*** Opening Selected excerpt ***

Director-General of the Malaysian Checkpoints and Borders Agency
- Incumbent
- Assumed office 1 July 2025
- Monarch: Ibrahim
- Prime Minister: Anwar Ibrahim
- Minister: Saifuddin Nasution Ismail
- Preceded by: Hazani Ghazali

Director of the Criminal Investigation Department of Police
- In office 15 August 2023 – 30 June 2025
- Monarchs: Abdullah (2023–2024) Ibrahim (2024–2025)
- Prime Minister: Anwar Ibrahim
- Minister: Saifuddin Nasution Ismail
- Inspector-General: Razarudin Husain
- Preceded by: Ayob Khan Mydin Pitchay
- Succeeded by: M. Kumar S. Muthuvelu

Chief Police of Kuala Lumpur
- In office 15 May 2023 – 15 August 2023
- Prime Minister: Anwar Ibrahim
- Minister: Saifuddin Nasution Ismail
- Preceded by: Abu Samah Mohd Noor
- Succeeded by: Allaudeen Abdul Majid

Chief Police of Penang
- In office 1 July 2021 – 15 May 2023
- Prime Minister: Muhyiddin Yassin (2021) Ismail Sabri Yaakob (2021–2022) Anwar Ibrahim (2022–2023)

*** Closing Selected excerpt ***
*** Opening Input data ***

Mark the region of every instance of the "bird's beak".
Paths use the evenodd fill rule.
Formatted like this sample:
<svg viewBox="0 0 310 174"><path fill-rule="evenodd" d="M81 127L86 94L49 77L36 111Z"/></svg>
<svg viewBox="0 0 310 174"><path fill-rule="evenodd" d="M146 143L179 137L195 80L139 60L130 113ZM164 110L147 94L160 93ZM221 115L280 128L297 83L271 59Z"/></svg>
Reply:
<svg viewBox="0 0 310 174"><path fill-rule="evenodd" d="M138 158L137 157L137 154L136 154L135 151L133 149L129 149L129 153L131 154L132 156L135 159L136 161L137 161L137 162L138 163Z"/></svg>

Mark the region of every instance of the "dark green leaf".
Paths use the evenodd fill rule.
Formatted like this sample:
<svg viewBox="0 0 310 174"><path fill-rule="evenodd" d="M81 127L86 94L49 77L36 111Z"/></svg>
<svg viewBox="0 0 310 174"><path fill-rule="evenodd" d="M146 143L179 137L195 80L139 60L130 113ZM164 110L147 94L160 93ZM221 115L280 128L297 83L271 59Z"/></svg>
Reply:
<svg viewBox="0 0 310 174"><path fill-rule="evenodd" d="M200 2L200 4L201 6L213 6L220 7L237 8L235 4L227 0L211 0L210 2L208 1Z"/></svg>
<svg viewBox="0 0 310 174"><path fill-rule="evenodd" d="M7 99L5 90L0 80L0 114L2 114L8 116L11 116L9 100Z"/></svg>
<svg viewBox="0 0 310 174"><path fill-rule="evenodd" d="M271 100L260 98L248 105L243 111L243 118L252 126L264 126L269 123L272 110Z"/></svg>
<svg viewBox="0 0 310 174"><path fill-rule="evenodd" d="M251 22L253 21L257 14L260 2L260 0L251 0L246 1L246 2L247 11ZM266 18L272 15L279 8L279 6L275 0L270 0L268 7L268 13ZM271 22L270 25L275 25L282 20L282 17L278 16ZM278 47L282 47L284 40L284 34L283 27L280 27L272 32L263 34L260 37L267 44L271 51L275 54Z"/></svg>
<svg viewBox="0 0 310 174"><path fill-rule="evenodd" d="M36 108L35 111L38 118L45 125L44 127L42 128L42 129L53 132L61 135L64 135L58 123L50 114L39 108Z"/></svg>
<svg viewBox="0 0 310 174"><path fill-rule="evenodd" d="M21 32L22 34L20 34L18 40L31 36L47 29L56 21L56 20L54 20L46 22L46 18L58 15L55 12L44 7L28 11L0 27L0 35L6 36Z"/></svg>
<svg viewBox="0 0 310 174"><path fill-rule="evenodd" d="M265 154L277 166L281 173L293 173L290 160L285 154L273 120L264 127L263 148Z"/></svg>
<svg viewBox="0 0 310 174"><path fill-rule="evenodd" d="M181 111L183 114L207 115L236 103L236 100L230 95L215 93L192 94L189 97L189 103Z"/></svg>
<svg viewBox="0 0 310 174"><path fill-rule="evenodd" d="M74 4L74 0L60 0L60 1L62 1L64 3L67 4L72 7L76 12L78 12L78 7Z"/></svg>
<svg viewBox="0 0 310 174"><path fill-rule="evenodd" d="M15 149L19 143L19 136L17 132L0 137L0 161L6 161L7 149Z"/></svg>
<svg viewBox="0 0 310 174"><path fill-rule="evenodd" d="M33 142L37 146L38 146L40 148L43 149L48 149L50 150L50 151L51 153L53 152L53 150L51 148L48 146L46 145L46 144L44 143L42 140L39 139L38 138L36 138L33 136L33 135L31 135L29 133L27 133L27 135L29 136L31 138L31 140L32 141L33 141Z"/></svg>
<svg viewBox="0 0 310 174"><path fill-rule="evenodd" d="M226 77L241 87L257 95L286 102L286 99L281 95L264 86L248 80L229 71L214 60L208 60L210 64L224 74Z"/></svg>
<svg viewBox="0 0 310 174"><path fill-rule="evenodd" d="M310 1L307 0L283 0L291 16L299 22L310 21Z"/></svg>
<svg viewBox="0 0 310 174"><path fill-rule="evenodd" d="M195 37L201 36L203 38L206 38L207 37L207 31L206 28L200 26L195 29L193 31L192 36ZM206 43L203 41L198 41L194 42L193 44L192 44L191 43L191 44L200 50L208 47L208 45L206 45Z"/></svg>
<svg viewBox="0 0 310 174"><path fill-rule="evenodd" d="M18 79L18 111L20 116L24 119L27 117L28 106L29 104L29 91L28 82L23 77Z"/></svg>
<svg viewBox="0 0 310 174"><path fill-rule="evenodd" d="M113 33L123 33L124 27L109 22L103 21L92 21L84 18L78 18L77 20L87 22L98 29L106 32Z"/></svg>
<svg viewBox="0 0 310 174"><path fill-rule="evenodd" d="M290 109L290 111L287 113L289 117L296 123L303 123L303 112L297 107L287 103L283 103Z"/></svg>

*** Closing Input data ***

* **Task requirements**:
- 1) Decide whether each statement agrees with the list of offices. Answer yes or no for each, and quote the words from the list that decide it.
(a) The post of Director of the Criminal Investigation Department of Police was held from 15 August 2023 to 30 June 2025.
(b) The predecessor in the post of Chief Police of Kuala Lumpur was Allaudeen Abdul Majid.
(c) The office of Director-General of the Malaysian Checkpoints and Borders Agency was assumed on 1 July 2025.
- 2) Reproduce the list of offices from "Chief Police of Kuala" to "Anwar Ibrahim (2022–2023)", with no changes.

* **Responses to the exercise**:
- 1)
(a) Yes: "In office 15 August 2023 – 30 June 2025"
(b) No: "Preceded by: Abu Samah Mohd Noor"
(c) Yes: "Assumed office 1 July 2025"

- 2)
Chief Police of Kuala Lumpur
- In office 15 May 2023 – 15 August 2023
- Prime Minister: Anwar Ibrahim
- Minister: Saifuddin Nasution Ismail
- Preceded by: Abu Samah Mohd Noor
- Succeeded by: Allaudeen Abdul Majid

Chief Police of Penang
- In office 1 July 2021 – 15 May 2023
- Prime Minister: Muhyiddin Yassin (2021) Ismail Sabri Yaakob (2021–2022) Anwar Ibrahim (2022–2023)